In fact, I was really pleased to hear his answer during the pre-Arsenal press conference when asked about Mikel Arteta’s praise for City’s attempts to play attractive football as “a joy to watch”. 

“It would be better if he had said a joy to watch and also unbelievably horrendous to play against. That would be the ultimate praise,” was the partly joking response. 

I’m sure Arteta’s thoughts are very different ahead of their game at Burnley today – and there’s the balance that has to be struck. 

Farke knows full well that a stronger defensive backbone is required to survive in the Premier League but his style is for control to be gained through possession and for enough goals to be scored to alleviate the pressure on the defence. 

He is yet to strike that balance in the Premier League and that could well explain why the Canaries didn’t just ‘park the bus’ and try to grind their way to some bonus points during the opening four games. 

City’s players have been thrown in at the deep end, in far from ideal circumstances after their pre-season problems. 

Against Liverpool they showed encouraging early signs before running out of puff and against Manchester City they were simply overwhelmed. 

There were signs of keeping their heads above water against both Leicester and Arsenal but now with - to continue the analogy - two strong swimmers added to the team in Ozan Kabak and Mathias Normann, it’s time to see if City can find their rhythm in calmer waters. 

Transitioning from a defensive set-up back to the expected possession play and attacking intent could have been tricky. Instead, Farke stuck to his preferred methods with a long season ahead. 

It didn’t work out against the big boys, who had the quality to outmanoeuvre the newly-promoted Canaries’ enthusiasm as a new-look squad started to gel.

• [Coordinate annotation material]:
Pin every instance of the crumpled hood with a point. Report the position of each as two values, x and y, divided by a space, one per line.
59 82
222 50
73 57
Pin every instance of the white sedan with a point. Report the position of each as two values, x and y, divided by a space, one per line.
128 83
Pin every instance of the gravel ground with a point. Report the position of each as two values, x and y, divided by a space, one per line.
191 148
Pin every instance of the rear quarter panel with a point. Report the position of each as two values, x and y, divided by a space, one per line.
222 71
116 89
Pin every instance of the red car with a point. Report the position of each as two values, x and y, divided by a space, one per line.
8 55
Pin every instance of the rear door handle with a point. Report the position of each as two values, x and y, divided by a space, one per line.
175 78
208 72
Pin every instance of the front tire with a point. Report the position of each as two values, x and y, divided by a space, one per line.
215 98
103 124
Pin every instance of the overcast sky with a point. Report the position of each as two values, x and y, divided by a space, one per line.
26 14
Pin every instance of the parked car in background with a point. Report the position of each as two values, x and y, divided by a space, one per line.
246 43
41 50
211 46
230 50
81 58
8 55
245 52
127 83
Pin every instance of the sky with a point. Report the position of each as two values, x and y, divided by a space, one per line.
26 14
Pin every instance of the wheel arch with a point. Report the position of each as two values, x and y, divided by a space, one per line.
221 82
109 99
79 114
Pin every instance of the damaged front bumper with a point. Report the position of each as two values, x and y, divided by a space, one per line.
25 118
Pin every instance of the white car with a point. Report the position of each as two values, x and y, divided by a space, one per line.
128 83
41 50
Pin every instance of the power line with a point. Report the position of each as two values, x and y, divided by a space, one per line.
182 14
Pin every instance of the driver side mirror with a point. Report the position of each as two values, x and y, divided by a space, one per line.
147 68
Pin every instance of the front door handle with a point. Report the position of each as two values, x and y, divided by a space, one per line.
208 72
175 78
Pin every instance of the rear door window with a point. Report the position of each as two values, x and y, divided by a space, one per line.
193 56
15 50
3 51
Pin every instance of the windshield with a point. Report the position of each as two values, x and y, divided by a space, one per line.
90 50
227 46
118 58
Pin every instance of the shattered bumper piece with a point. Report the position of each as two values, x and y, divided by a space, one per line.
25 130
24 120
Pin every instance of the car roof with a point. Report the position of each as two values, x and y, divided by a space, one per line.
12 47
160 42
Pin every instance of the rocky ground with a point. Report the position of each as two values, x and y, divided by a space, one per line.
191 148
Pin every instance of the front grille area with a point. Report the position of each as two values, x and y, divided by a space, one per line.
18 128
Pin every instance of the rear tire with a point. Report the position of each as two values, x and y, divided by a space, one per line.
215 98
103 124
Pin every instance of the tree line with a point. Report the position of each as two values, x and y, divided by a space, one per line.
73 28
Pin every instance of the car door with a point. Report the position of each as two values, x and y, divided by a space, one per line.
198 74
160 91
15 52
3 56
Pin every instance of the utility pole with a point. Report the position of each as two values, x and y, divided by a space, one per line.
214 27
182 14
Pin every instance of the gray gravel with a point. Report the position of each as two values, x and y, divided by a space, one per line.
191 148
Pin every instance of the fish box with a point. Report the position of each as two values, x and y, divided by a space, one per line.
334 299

• [Challenges]:
a. According to the football commentary, which two players were added to the team?
b. Rewrite the paragraph of the football commentary beginning "Farke knows full well" as one shorter sentence that keeps its main facts.
Use only the football commentary.

• [Task-by-task results]:
a. Ozan Kabak and Mathias Normann.

b. Farke knows Premier League survival requires a stronger defensive backbone, but he prefers to gain control through possession and score enough goals to ease the pressure on the defense.